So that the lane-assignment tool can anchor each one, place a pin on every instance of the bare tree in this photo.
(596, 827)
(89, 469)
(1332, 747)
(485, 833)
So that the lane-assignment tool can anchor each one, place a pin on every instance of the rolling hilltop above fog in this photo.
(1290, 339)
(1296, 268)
____
Return exactly the lines of the data, and only those, from the line with "fog in this photo." through the last line, inclusive.

So that the lane-assignment tool can anchor each one, place a pin on every instance of the rolling hilltop above fog in this photo.
(1290, 339)
(1296, 268)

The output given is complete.